> Data extracted from a collection:

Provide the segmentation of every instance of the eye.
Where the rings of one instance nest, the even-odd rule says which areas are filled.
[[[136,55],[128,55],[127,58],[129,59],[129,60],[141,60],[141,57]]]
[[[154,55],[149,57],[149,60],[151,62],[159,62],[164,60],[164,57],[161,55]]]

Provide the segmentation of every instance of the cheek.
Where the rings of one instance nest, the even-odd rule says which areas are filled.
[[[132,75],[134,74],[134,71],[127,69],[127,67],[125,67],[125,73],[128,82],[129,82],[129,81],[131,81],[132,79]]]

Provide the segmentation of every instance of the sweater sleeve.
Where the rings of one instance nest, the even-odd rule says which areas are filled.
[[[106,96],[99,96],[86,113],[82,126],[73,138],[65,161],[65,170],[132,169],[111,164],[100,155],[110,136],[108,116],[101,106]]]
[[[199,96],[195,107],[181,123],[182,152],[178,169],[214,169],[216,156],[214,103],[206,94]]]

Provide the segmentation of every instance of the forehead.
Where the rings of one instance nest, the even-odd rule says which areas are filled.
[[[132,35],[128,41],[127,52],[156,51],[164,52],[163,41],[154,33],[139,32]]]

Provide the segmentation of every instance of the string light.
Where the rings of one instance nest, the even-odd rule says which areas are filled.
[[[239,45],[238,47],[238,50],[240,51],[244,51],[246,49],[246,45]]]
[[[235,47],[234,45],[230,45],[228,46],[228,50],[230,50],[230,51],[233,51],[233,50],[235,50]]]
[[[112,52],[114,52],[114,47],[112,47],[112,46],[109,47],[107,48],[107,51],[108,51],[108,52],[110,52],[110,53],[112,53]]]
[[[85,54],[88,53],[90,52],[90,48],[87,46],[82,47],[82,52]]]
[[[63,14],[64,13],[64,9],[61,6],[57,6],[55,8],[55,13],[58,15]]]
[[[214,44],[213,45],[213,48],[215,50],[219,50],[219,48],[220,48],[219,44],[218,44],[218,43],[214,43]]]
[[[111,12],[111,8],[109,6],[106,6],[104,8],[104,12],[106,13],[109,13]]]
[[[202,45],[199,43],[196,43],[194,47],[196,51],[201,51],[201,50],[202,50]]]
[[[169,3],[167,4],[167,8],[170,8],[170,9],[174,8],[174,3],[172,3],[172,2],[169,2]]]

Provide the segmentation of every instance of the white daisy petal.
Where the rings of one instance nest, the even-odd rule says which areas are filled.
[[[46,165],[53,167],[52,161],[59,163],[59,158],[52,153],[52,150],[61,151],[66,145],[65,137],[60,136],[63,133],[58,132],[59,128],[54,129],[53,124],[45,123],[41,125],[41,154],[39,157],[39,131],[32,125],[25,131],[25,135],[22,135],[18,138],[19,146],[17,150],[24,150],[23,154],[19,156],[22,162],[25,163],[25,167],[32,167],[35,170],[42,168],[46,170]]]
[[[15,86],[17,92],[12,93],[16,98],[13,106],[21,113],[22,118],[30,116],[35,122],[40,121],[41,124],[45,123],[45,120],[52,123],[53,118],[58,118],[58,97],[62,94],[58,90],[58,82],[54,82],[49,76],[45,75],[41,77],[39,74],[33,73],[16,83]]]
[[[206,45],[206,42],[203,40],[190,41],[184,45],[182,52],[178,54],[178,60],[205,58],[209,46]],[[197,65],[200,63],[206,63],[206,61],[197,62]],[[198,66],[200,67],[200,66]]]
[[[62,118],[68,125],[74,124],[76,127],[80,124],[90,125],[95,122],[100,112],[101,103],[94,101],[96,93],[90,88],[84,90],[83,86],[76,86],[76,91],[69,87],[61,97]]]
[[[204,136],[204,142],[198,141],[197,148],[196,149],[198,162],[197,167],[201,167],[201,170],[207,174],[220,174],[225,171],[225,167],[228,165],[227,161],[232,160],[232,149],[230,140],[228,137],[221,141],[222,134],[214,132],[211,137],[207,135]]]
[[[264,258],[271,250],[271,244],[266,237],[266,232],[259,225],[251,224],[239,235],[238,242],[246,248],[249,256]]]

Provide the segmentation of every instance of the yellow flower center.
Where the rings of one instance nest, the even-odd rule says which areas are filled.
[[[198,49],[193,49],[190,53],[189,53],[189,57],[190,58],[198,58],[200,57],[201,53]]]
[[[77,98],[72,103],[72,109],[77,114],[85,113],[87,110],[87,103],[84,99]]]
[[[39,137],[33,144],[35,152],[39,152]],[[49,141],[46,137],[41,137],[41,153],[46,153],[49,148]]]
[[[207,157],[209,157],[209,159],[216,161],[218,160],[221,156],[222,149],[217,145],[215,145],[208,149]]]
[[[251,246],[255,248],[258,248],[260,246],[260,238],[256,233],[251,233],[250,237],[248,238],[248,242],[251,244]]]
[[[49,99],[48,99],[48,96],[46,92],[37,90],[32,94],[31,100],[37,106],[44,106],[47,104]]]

> What to produce:
Reproduce every line of the listing above without any changes.

> Solution for this exercise:
Provide the segmentation of every instance of the eye.
Where the rings of one instance nest, the even-odd rule says which areas are filled.
[[[136,55],[128,55],[127,58],[129,59],[129,60],[141,60],[141,57]]]
[[[154,55],[149,57],[149,60],[151,62],[159,62],[164,60],[164,57],[161,55]]]

Provide the segmentation of every instance of the cheek.
Where the rings of one instance nest, the even-odd rule says which areas are filled.
[[[132,75],[134,74],[134,71],[127,69],[127,67],[125,67],[125,73],[128,82],[129,82],[129,81],[131,81],[132,79]]]

Provide the segmentation of every instance of the sweater sleeve.
Where the rings of one instance nest, the even-odd rule says which areas are filled.
[[[106,96],[99,96],[86,113],[82,126],[73,138],[65,161],[65,170],[132,169],[111,164],[100,155],[110,136],[108,116],[101,106]]]
[[[199,96],[195,107],[181,123],[182,152],[178,169],[214,169],[216,156],[214,103],[206,94]]]

Provide the segmentation of every instance of the forehead.
Where the rings of one instance nest, the even-odd rule says which areas are filled.
[[[132,35],[128,41],[127,52],[156,51],[164,52],[163,41],[154,33],[139,32]]]

Provide the segmentation of every instance of the string light.
Where the rings of one instance nest, the even-odd rule says which areas are filled.
[[[239,45],[238,47],[238,50],[240,51],[244,51],[246,49],[246,45]]]
[[[235,47],[234,45],[230,45],[228,46],[228,50],[230,50],[230,51],[233,51],[233,50],[235,50]]]
[[[112,52],[114,52],[114,47],[112,47],[112,46],[109,47],[107,48],[107,51],[108,51],[108,52],[110,52],[110,53],[112,53]]]
[[[85,54],[88,53],[90,52],[90,48],[87,46],[82,47],[82,52]]]
[[[63,14],[64,13],[64,9],[61,6],[57,6],[55,8],[55,13],[58,15]]]
[[[214,44],[213,45],[213,48],[215,50],[219,50],[219,48],[220,48],[219,44],[218,44],[218,43],[214,43]]]
[[[111,12],[111,8],[109,6],[106,6],[104,8],[104,12],[106,13],[109,13]]]
[[[202,45],[199,43],[196,43],[194,47],[196,51],[201,51],[201,50],[202,50]]]
[[[169,3],[167,4],[167,8],[170,8],[170,9],[174,8],[174,3],[172,3],[172,2],[169,2]]]

Provide the segmentation of every instance of the white daisy petal.
Where the rings of one instance nest, the even-odd rule says which areas are filled.
[[[46,165],[53,167],[52,161],[59,163],[59,158],[52,153],[52,150],[61,151],[66,145],[65,137],[60,136],[63,133],[58,132],[59,128],[54,129],[53,124],[45,123],[41,125],[41,154],[39,157],[39,131],[32,125],[25,131],[25,135],[22,135],[18,138],[19,146],[17,150],[24,150],[23,154],[19,156],[22,162],[25,163],[25,167],[32,167],[35,170],[42,168],[46,170]]]
[[[15,86],[17,92],[12,93],[16,98],[13,106],[21,113],[22,118],[30,116],[35,122],[40,121],[41,124],[45,123],[45,120],[52,123],[53,118],[58,118],[58,97],[62,94],[58,90],[58,82],[54,82],[49,76],[45,75],[41,77],[39,74],[33,73],[16,83]]]
[[[206,45],[206,42],[203,40],[190,41],[184,45],[182,52],[178,54],[178,60],[205,58],[209,46]],[[197,65],[200,63],[206,63],[206,61],[197,62]],[[198,66],[200,67],[200,66]]]
[[[62,118],[68,125],[74,124],[76,127],[80,124],[90,125],[95,122],[100,112],[101,103],[94,101],[96,93],[90,88],[84,90],[83,86],[76,86],[76,91],[69,87],[61,97]]]
[[[204,136],[204,142],[198,141],[197,148],[196,149],[198,162],[197,167],[201,167],[201,170],[207,174],[220,174],[225,171],[225,167],[228,165],[227,161],[232,160],[232,149],[230,140],[228,137],[221,141],[222,134],[214,132],[211,137],[207,135]]]
[[[264,258],[271,250],[271,244],[266,237],[266,232],[259,225],[251,224],[239,235],[238,242],[246,248],[249,256]]]

Provide the segmentation of every instance of the yellow flower center.
Where the rings of one instance nest, the even-odd rule says which areas are filled.
[[[198,49],[193,49],[190,53],[189,53],[189,57],[190,58],[198,58],[200,57],[201,53]]]
[[[77,98],[72,103],[72,109],[77,114],[85,113],[87,110],[87,103],[84,99]]]
[[[39,137],[33,144],[35,152],[39,152]],[[49,141],[46,137],[41,137],[41,153],[46,153],[49,148]]]
[[[207,157],[209,157],[209,159],[216,161],[218,160],[221,156],[222,149],[217,145],[215,145],[208,149]]]
[[[251,246],[255,248],[258,248],[260,246],[260,238],[256,233],[251,233],[250,237],[248,238],[248,242],[251,244]]]
[[[49,99],[48,99],[48,96],[46,92],[37,90],[32,94],[31,100],[37,106],[44,106],[47,104]]]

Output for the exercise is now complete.